### INPUT FOR THIS TASK
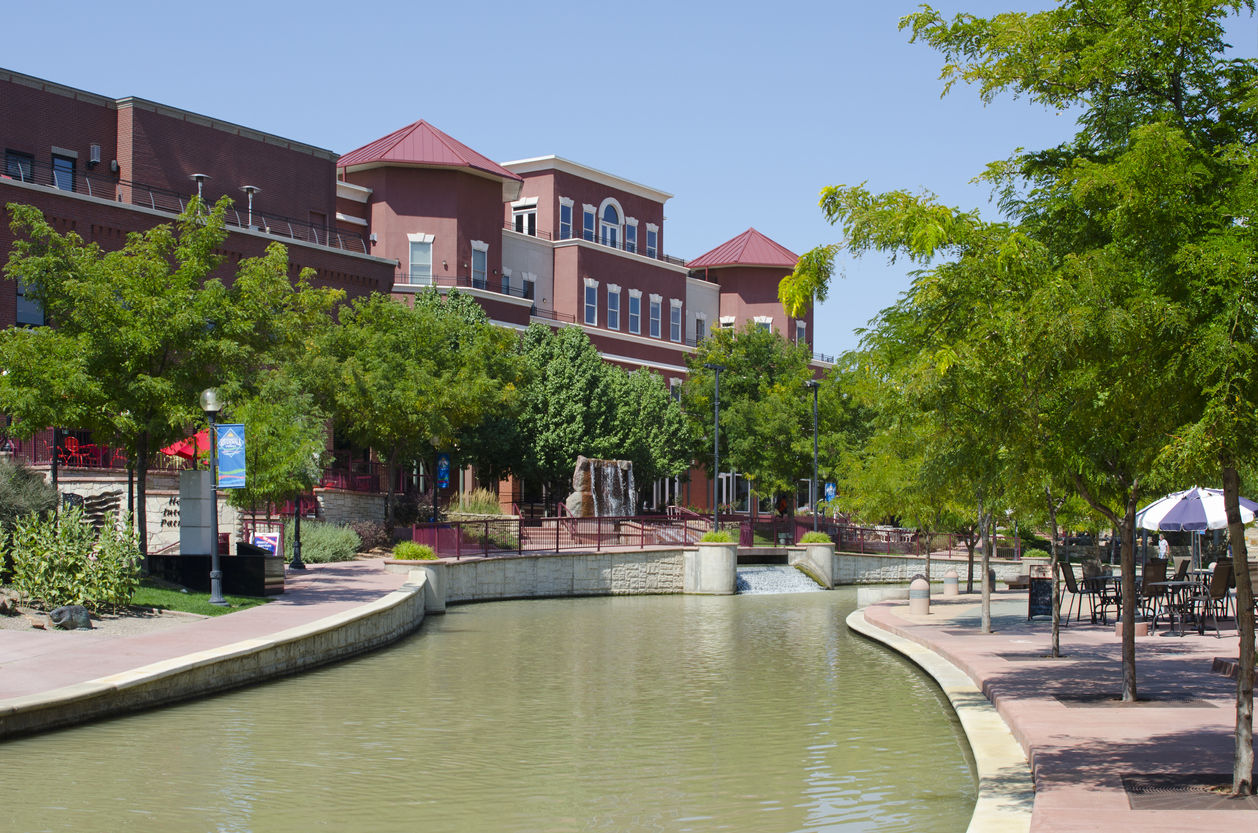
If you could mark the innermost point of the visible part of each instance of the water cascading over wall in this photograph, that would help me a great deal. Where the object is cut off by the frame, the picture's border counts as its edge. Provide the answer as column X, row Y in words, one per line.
column 603, row 488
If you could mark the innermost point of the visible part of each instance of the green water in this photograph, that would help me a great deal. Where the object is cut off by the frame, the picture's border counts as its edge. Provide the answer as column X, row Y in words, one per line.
column 745, row 714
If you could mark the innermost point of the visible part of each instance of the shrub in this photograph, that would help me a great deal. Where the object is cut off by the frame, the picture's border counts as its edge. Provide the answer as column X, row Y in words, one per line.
column 23, row 492
column 61, row 561
column 479, row 501
column 372, row 534
column 718, row 536
column 411, row 551
column 322, row 542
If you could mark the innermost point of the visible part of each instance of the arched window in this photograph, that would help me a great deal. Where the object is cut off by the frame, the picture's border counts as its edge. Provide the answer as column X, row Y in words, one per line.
column 610, row 223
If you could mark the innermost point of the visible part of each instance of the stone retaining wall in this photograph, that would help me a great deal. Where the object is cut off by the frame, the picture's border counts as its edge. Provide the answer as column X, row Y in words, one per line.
column 851, row 568
column 566, row 574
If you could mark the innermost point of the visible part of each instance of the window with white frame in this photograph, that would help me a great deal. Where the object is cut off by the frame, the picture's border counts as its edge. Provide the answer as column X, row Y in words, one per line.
column 613, row 306
column 588, row 223
column 609, row 223
column 635, row 311
column 591, row 302
column 479, row 263
column 523, row 215
column 565, row 218
column 420, row 271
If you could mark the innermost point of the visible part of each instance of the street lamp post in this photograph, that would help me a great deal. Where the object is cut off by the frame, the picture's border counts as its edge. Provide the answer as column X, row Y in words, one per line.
column 211, row 405
column 814, row 385
column 716, row 442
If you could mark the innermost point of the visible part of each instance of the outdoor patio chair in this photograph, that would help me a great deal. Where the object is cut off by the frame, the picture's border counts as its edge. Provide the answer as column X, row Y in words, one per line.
column 1214, row 599
column 1077, row 593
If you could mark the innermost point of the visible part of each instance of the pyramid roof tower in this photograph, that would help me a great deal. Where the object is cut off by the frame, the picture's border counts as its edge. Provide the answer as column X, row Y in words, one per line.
column 420, row 145
column 750, row 248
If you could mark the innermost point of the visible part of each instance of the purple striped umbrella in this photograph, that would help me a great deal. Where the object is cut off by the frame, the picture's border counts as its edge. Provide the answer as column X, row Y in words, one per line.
column 1191, row 510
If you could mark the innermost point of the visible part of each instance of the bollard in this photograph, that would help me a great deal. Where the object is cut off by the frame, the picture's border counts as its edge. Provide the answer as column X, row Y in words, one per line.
column 920, row 597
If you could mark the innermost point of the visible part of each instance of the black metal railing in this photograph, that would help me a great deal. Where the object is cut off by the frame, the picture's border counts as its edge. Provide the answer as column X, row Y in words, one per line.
column 160, row 199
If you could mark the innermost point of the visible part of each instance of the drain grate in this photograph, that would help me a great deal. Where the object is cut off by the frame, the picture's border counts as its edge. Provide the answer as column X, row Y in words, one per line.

### PROMPT
Leaving the pictures out, write out all the material above exactly.

### REPLY
If you could mark the innermost point of the visible part of each instance of the water cascading over wall in this photograph, that would help me a great deal. Where the object is cut off by the frame, the picture's border counts as its edge. Provide the answer as column X, row Y in words, one per line.
column 603, row 488
If you could mark the innermost point of the visible part of each instance of the green water in this photograph, that would help me a great deal. Where the object is cut off by the frame, the picture's border counts as its edge. Provide the answer as column X, row Y in words, one per line.
column 745, row 714
If you could mark the innermost point of the visible part of each instance of the shrub in this photograph, that would help me a great deal. Where the object is cut off by the frame, the picture's border counts as its edge. Provide the answer as column X, row Y in words, one per line.
column 23, row 492
column 61, row 561
column 479, row 501
column 372, row 534
column 718, row 536
column 411, row 551
column 322, row 542
If you could mark the innermost point of the visible part of each instance of the arched window in this photograph, that would help me a great deal. Where the object is cut off by the frame, the picture's border counts as its edge. Provide the answer as column X, row Y in words, one per line.
column 610, row 223
If you could mark the innermost point of the visible part of each instance of the stone retaining wall in this photograph, that would help me a great deal. Where the object is cut off by the frame, the picture's border counts as its edge. Provide the answer as column X, row Y in words, one per line.
column 851, row 568
column 566, row 574
If you could mark the innermost point of the visible part of each instance of the window with white frame in this photograph, that would help me a great deal. Where the object is cut off by the frame, the picture's border counts as its edge. Provide the answer as column X, row Y in words, one per line.
column 613, row 306
column 588, row 223
column 609, row 223
column 635, row 311
column 591, row 302
column 479, row 263
column 523, row 215
column 565, row 218
column 420, row 271
If you could mark the innermost point of the visible part of each instance of the street lamp post in this photograph, that would help me a great deal. Where the object is cut off by the frame, the picture's border counts as its edge. Provide the answer as column X, row Y in words, one per line.
column 211, row 405
column 814, row 385
column 716, row 442
If you could mark the innermost point of the visible part of each instance of the outdoor patio chair in this photograph, that would help me a great deal. Where the object is cut off by the frame, the picture's border counts as its edge. Provide the answer as column X, row Y in words, one per line.
column 1214, row 599
column 1077, row 593
If you could mark the innermost point of the visible part of each instance of the pyramid roof tower in this photograph, that would help me a great deal. Where the object is cut off by the frame, the picture's border counts as its edge. Provide the answer as column X, row Y in words, one per line.
column 420, row 145
column 750, row 248
If you could mark the innermost point of the visible part of each instance of the purple striped umbrella in this photograph, that would help me a great deal. Where the object is cut off by the frame, the picture's border counts as its edge. Provide the answer as column X, row Y in words, one per line.
column 1191, row 510
If you could mark the innermost point of the visible part of each instance of the bollard in this photograph, that would help me a great deal. Where the object is cut off by the frame, the picture's border counts as its edge. Provide the answer as column X, row Y in words, one per line.
column 920, row 597
If you could mark the innermost point of the visible part of each instance of the black metal railing in this photograph, that would help me a great deal. Where the object is cut off by the frame, the picture's border counts as its edge. Provide the answer as column X, row Y in words, one per line.
column 160, row 199
If you could mark the innermost point of the visible part of each instance of the drain grate in this photograph, that would help me a great deal. Where the object is cut off by the frame, the picture's border counts as its edge. Provide the answer as column X, row Y in words, one per line.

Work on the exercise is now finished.